PROMPT: Could you continue this article on Yucca Mountain nuclear waste storage and the Nevada Senate race from its final sentence?
PASSAGE FOR REVIEW: Begin
Nuclear waste storage at Yucca Mountain could roil Nevada U.S. Senate race
More than 3.5 million pounds of highly radioactive nuclear waste is buried on a coastal bluff just south of Orange County, near an idyllic beach name-checked in the Beach Boys’ iconic “Surfin’ U.S.A.”
Spent fuel rods from the closed San Onofre nuclear power plant were supposed to be sent to a long-planned federal repository in Yucca Mountain in Nevada, about 100 miles northwest of Las Vegas.
But vociferous opposition from a broad, bipartisan coalition of political, business, environmental and tribal leaders in Nevada has blocked the creation of the federal graveyard for nuclear detritus from San Onofre, as well as more than 100 other sites across the nation.
Yucca Mountain is a third rail in Nevada politics — akin to the limits on California property tax increases created by Proposition 13. That’s why presidents of both parties have backed away from creating the repository in the Silver State, whose voters are increasingly crucial to winning the White House.
All of which makes comments by Nevada GOP Senate candidate Sam Brown about Yucca Mountain so remarkable.
In recent years, Brown supported opening the facility, calling the failure to do so an “incredible loss of revenue for our state.” Asked about the comments in the context of a Senate race that could determine which party controls the Senate after the November election, Brown did not reiterate his support but said he favors increased efforts to diversify the state’s economy without sacrificing safety.
Yucca Mountain was approved by Congress more than two decades ago, but Nevada politicians of both parties have blocked funding appropriations, so only preliminary work has been completed on the repository.
Brown was asked about the future of the project two years ago.
PASSAGE FOR REVIEW: End
MATERIAL SUPPLIED: Begin
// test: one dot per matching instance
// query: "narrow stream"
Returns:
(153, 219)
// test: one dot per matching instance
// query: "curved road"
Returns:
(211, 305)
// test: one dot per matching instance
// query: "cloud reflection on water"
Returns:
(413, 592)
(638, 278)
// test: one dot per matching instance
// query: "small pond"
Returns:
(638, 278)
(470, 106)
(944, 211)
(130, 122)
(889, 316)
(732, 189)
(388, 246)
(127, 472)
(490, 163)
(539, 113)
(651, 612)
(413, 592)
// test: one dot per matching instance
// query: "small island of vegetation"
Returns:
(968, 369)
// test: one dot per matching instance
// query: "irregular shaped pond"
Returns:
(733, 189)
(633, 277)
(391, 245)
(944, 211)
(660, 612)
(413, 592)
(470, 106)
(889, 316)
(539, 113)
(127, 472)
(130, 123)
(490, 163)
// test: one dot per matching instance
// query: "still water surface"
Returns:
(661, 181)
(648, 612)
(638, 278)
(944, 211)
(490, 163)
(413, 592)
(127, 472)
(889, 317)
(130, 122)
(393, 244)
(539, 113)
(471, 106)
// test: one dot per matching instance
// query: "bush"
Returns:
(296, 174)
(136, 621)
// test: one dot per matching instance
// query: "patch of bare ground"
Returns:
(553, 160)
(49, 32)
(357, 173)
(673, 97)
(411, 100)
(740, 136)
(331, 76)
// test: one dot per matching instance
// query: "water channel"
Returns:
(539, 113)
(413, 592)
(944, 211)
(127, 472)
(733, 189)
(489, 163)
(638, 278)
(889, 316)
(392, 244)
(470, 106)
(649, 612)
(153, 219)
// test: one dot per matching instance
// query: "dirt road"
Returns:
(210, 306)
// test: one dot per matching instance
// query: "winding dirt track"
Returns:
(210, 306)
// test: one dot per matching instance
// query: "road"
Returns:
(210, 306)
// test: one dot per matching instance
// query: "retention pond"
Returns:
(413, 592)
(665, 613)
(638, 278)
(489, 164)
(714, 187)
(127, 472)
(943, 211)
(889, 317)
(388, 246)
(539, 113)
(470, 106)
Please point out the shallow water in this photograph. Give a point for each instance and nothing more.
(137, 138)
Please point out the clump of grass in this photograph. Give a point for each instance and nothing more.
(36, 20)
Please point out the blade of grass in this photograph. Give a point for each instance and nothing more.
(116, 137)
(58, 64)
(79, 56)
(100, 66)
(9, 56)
MATERIAL SUPPLIED: End
YOUR RESPONSE:
“If we don’t act soon, other states … are assessing whether or not they can essentially steal that opportunity from us,” Brown said in response to a question at a 2022 Southern Hills Republican Women’s luncheon at Dragon Ridge Country Club in Henderson, Nev.
“We all know that Nevada could use another great source of revenue and it sure would be a shame if we didn’t monopolize on that and become a central hub of new development that we can do at Yucca,” he said in a recording of the meeting obtained by The Times.
Brown’s campaign did not respond when asked whether his remarks represented his current views about Yucca Mountain, but provided a statement from the Army combat veteran.
“I’m always interested in economic opportunities for Nevada that better diversify our economy. As the next Senator, I will look at every avenue available to make Nevada the most prosperous it possibly can be while continuing to protect the safety of our water supply, expand tourism revenue, and grow opportunities for all businesses,” Brown said. “With energy prices doubling last year, we need leadership to explore all energy solutions for a better Nevada.”
Brown is the front-runner in the GOP Senate primary, which will be held on June 11 and determine which Republican takes on Democratic incumbent Sen. Jacky Rosen in the fall.
A spokesperson for Rosen said the Republican’s position endangers Nevadans and makes him unfit to represent the state.
“Nevada Republicans and Democrats have been fighting against storing dangerous nuclear waste at Yucca Mountain for decades, but Sam Brown agrees with the D.C. politicians in Congress who still want to turn Nevada into the nation’s dumping ground for toxic waste,” said spokesperson Johanna Warshaw.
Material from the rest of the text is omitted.